* To be done
Produce an exact copy of the lines from the line that contains "written like [86,121]." to the end of the listing below.

* Task material
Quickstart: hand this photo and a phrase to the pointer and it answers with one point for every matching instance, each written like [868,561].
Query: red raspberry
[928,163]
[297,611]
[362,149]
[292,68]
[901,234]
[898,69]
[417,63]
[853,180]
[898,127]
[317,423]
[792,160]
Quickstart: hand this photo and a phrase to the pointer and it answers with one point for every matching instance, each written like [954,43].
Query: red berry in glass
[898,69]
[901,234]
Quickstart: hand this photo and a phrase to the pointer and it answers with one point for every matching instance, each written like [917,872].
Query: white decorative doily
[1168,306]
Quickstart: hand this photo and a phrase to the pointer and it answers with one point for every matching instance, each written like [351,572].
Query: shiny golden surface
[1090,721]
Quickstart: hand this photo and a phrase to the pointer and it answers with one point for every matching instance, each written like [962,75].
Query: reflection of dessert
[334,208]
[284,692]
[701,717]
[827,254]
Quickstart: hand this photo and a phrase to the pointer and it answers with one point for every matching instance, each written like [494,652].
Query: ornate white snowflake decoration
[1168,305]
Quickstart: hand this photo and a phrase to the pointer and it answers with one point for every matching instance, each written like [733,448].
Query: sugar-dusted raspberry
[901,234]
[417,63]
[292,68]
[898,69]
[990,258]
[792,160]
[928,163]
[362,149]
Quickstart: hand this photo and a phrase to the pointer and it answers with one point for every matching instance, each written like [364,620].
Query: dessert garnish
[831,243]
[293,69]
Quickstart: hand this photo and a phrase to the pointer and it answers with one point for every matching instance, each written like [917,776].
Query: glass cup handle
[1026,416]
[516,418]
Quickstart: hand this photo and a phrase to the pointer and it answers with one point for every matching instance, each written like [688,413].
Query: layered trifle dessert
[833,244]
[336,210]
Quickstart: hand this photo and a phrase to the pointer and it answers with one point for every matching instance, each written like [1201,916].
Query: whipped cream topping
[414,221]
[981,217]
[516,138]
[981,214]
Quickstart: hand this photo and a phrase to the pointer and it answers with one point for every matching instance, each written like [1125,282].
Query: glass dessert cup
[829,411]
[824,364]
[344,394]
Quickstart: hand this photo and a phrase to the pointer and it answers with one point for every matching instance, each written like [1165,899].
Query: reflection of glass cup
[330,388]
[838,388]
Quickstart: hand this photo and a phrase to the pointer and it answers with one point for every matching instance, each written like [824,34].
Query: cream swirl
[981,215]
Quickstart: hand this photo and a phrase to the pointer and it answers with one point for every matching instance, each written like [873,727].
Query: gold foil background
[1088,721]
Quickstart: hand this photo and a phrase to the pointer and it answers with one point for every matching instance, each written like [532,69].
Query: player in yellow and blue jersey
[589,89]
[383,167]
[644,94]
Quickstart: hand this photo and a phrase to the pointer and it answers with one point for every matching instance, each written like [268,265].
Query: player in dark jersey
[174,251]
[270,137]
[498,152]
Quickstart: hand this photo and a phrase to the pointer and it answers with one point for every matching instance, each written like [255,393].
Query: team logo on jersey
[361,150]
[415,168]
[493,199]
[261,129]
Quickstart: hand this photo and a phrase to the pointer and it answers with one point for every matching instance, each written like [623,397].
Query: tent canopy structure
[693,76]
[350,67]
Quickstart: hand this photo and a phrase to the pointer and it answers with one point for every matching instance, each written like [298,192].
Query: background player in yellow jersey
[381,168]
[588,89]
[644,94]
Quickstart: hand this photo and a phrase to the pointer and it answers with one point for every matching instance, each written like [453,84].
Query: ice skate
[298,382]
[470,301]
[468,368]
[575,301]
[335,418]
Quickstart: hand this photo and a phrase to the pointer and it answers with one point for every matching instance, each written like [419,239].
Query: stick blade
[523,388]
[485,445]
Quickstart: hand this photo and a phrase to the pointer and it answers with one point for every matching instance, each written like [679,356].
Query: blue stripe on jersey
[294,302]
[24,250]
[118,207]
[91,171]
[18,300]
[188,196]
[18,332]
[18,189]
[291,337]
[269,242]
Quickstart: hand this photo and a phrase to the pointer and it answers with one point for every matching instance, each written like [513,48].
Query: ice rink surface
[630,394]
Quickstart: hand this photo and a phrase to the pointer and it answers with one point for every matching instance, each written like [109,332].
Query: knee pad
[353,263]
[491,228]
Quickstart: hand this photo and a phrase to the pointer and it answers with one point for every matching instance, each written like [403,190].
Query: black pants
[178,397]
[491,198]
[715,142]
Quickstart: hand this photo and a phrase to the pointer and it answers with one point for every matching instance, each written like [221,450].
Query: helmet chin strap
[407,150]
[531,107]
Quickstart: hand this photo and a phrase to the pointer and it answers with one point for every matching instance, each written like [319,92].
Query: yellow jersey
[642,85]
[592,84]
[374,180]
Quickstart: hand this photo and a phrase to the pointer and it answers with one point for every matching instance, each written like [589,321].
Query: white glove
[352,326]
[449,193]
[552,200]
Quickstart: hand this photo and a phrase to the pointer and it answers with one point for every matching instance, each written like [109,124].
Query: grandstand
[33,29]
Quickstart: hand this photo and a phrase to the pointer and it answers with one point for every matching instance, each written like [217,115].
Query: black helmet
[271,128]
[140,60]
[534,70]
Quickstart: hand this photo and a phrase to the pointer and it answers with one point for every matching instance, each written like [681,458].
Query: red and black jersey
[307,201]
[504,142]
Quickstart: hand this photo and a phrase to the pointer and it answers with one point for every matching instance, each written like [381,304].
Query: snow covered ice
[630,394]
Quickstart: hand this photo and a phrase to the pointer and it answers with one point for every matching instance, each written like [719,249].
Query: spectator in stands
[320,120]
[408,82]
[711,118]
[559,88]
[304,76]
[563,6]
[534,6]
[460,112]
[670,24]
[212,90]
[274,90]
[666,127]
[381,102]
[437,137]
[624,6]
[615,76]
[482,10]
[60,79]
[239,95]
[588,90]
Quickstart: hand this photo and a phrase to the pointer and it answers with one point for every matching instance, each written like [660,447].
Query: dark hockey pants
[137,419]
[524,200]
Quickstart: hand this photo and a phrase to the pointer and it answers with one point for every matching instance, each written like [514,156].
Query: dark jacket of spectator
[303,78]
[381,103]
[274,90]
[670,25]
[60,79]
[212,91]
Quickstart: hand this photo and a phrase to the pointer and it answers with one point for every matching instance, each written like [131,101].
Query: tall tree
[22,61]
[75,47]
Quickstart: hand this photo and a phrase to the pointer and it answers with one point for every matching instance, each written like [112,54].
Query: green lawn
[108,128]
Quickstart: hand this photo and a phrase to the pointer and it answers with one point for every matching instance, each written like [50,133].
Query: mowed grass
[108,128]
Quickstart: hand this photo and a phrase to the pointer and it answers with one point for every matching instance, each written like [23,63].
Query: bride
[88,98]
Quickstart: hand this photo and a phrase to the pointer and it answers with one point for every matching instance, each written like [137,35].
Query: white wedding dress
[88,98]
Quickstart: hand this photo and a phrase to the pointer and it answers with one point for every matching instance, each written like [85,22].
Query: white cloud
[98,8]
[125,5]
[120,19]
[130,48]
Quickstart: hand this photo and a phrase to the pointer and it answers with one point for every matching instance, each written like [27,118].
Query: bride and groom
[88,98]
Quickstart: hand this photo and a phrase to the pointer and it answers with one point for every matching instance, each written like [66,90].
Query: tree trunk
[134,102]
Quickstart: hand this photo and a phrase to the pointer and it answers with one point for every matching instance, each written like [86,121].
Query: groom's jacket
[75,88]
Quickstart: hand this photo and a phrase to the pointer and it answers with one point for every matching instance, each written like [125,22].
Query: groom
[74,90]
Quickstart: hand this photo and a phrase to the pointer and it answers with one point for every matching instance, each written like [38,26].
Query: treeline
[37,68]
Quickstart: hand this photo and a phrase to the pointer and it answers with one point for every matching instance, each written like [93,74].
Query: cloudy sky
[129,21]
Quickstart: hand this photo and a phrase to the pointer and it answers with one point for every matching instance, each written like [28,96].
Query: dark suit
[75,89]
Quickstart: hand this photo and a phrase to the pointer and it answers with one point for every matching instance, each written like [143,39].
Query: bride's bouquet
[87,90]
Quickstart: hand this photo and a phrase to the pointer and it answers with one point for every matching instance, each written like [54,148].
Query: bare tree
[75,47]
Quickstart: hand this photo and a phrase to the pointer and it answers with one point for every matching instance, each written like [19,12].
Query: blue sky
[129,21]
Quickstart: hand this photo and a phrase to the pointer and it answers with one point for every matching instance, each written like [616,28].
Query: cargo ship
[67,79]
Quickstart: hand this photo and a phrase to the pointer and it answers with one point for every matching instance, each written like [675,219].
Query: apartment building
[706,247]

* Task solution
Quickstart: hand this photo and a phrase to the pointer and it answers with one point for every matching instance, each written like [86,121].
Query: groom's jacket
[75,88]
Quickstart: hand this photo and a phrase to the pointer and it answers with one point for every matching instance, each written like [125,22].
Query: groom
[74,90]
Quickstart: hand this photo and a phrase to the pointer and it answers with one point for every matching instance, each written like [38,26].
Query: treeline
[37,68]
Quickstart: hand this photo and a phrase to the pointer and it answers with one point for every matching instance, each written like [93,74].
Query: cloudy sky
[129,21]
Quickstart: hand this photo and a phrase to the pointer and it answers with one point for every matching instance, each written like [28,96].
Query: dark suit
[75,89]
Quickstart: hand this photo and a phrase to the pointer and it answers with one point for every matching instance, each written like [143,39].
Query: bride's bouquet
[87,90]
Quickstart: hand this photo and a phrase to the pointer and it answers with one point for every matching instance, each written like [54,148].
Query: bare tree
[75,47]
Quickstart: hand this photo and a phrase to the pointer and it answers with one point for every matching instance, each written like [19,12].
Query: blue sky
[129,21]
Quickstart: hand this photo and a phrase to the pointer and it answers with one point for every matching instance, each written like [616,28].
Query: cargo ship
[67,79]
Quickstart: hand this photo and a phrase to the pointer and it answers with one point for every matching instance, each written like [675,219].
Query: apartment building
[706,247]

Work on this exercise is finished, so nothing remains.